▸ **Source text**
****

GithubHelp home page GithubHelp logo

nopaxos's Introduction

Network-Ordered Paxos

This is an implementation of the Network-Ordered Paxos (NOPaxos) protocol, as described in the paper "Just Say NO to Paxos Overhead: Replacing Consensus with Network Ordering" from OSDI 2016.

NOPaxos is a state machine replication protocol based on the idea of co-designing distributed systems with the datacenter network. NOPaxos divides replication responsibility between the network and protocol layers. The network orders requests but does not ensure reliable delivery -- using a new network primitive, Ordered Unreliable Multicast (OUM). The replication protocol exploits network ordering to provide strongly consistent replication without coordination.

In normal case, NOPaxos avoids coordination entirely by relying on the network to deliver messages in the same order. It requires application-level coordination only to handle dropped packets. The resulting protocol is simple, achieving near-optimal throughput and latency, and remains robust to network-level failures. It not only outperforms both latency- and throughput-optimized protocols on their respective metrics, but also yields throughput within 2% and latency within 16 us of an unreplicated system -- providing replication without the performance cost.

Contents

This repository contains implementations of 5 replication protocols:

  1. Network Ordered Paxos, including normal operation, gap agreement, view change, and synchronization protocols.

  2. Speculative Paxos, including normal operation, synchronization, and reconciliation protocols.

  3. Viewstamped Replication (VR), aka Multi-Paxos, as described in the paper "Viewstamped Replication Revisited", including an optional batching optimization

  4. Fast Paxos, although only the normal case is implemented.

  5. A simple unreplicated RPC protocol for comparison

...as well as an endhost implementation of the sequencer.

Building and Running

NOPaxos and can be built using make. It has been tested on Ubuntu 14.04, 16.04 and Debian 8. Regression tests can be run with make check

Dependencies include (Debian/Ubuntu packages): protobuf-compiler pkg-config libunwind-dev libssl-dev libprotobuf-dev libevent-dev libgtest-dev

You will need to create a configuration file with the following syntax:

f <number of failures tolerated>
replica <hostname>:<port>
replica <hostname>:<port>
...
multicast <multicast addr>:<port>

Multicast address is optional. However, the Ordered Unreliable Multicast (OUM) implementation uses the multicast address as the OUM group address. For testing, a reasonable option is to use the broadcast address as multicast address.

In order to run NOPaxos, you need to configure the network to route OUM packets first to the sequencer, and then multicast to all OUM receivers. How this is implemented would depend on network design. The easiest way is to use OpenFlow and install rules that match on the multicast address.

Our OUM implementation expects a custom header at the beginning of the UDP data, which contains the session number and message number described in the paper. If you need to write your own sequencer, please refer to sequencer/sequencer.cc for the custom header format. If you need to modify the header format, you will have to modify ProcessPacket and DecodePacket in lib/udptransport.cc.

The endhost sequencer also requires a configuration file with the following syntax:

interface <network interface name>
groupaddr <multicast addr>

The endhost sequencer uses raw sockets, so you will need to provide the network interface name. groupaddr is the same as the multicast address used in the previous configuration. You can start the endhost sequencer with sudo ./sequencer/sequencer -c <path to sequencer config file> (sudo is required because of the use of raw sockets)

****

▸ **Dataset section**

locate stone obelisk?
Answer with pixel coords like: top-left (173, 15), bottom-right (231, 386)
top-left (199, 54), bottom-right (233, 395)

****

▸ **To-do list**
a: Put this sentence from the NOPaxos page into Spanish: "NOPaxos divides replication responsibility between the network and protocol layers."
b: According to the NOPaxos page, which systems has NOPaxos been tested on?
c: List every Debian/Ubuntu package named as a dependency on the NOPaxos page.
The material here comes from a separate source, unrelated to the NOPaxos page.

▸ **Task solutions**
a: NOPaxos divide la responsabilidad de la replicación entre las capas de red y de protocolo.

b: Ubuntu 14.04, Ubuntu 16.04 and Debian 8.

c:
protobuf-compiler
pkg-config
libunwind-dev
libssl-dev
libprotobuf-dev
libevent-dev
libgtest-dev